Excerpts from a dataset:
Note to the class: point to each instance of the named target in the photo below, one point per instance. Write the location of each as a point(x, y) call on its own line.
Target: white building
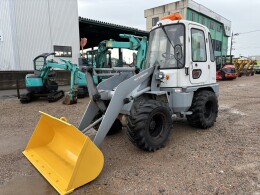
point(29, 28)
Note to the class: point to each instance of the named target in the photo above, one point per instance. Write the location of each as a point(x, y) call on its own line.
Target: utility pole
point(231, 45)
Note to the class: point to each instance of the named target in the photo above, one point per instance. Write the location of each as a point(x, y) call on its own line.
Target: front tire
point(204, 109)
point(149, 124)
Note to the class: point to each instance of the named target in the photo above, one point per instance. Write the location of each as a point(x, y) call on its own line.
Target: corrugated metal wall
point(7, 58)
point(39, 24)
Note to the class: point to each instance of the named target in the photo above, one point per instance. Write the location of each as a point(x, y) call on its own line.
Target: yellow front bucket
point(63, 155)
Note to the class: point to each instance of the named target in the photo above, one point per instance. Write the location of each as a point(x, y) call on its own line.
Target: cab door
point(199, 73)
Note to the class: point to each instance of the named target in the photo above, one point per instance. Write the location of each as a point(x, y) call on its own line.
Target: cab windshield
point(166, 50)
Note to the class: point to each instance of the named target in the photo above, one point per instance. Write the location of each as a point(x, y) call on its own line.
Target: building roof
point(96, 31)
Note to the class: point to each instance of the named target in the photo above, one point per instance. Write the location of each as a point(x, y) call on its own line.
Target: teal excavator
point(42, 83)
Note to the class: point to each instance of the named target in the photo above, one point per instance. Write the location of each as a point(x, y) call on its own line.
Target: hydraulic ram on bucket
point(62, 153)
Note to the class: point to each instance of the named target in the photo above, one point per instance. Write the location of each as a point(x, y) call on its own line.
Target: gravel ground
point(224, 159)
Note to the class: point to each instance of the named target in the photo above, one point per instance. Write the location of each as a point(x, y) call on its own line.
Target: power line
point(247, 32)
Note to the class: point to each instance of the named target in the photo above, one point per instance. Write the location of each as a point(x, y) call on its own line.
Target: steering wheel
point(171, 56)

_Exercise goal_: Without the pictures, copy out all the records above exactly.

_Response box_:
Note to the class: point to each instance of the named target in the photo below, one point per instance. Write the location of each as a point(x, y) call on its own line.
Target: white building
point(29, 28)
Note to the class: point to each instance of the named target in the photo above, one point per instance. Write the location of each as a point(x, y) call on its own line.
Target: utility pole
point(231, 45)
Note to the class: point to each instance of the named target in the photo above, one point per instance. Write the location of each as a point(x, y) call on its own line.
Target: front tire
point(204, 109)
point(149, 124)
Note to the class: point to each instance of the named target in the photo above, one point per instance. Write the location of each as a point(x, y) call on its own line.
Target: corrugated metal wall
point(7, 58)
point(39, 24)
Note to the class: point to each instance of the named target in the photo above, one point per instance. Write the location of each as a point(x, y) call on its own line.
Target: yellow front bucket
point(63, 155)
Note to the class: point to each instance of the named target in the photo above, one point per instance. Write the location of each as a point(x, y) call on its own line.
Target: cab door
point(199, 73)
Note to the class: point to each instance of the named target in the photo above, one point per instance. Write the location of each as a point(x, y) call on its own line.
Target: cab windshield
point(166, 50)
Note to the class: point to each instance of the named target in the photo above, one point per instance. Write the location of each as a point(x, y) call on its own line.
Target: building roof
point(96, 31)
Note to the class: point to each instance of the named target in the photo above, one point per instance. Write the location of each as a point(x, y) call on its own line.
Target: teal excavator
point(42, 83)
Note to the class: point to each instance of the named target in the photo above, one point per instance. Write the location of each as a point(x, y) call on its own line.
Target: hydraulic ram on bucket
point(62, 153)
Note to the class: point to each instance of the named target in the photo above, one point per instance. Write the location of each as a point(x, y) call on its own line.
Target: gravel ground
point(224, 159)
Note to the class: point to each instance of the named target in the photo above, one point per instance. Write the location of each as a point(x, y) call on its own line.
Target: power line
point(247, 32)
Note to the class: point to each instance of the named target in the photo above, one point per instance. Write the location of each as a point(x, y) call on its own line.
Target: steering wheel
point(171, 56)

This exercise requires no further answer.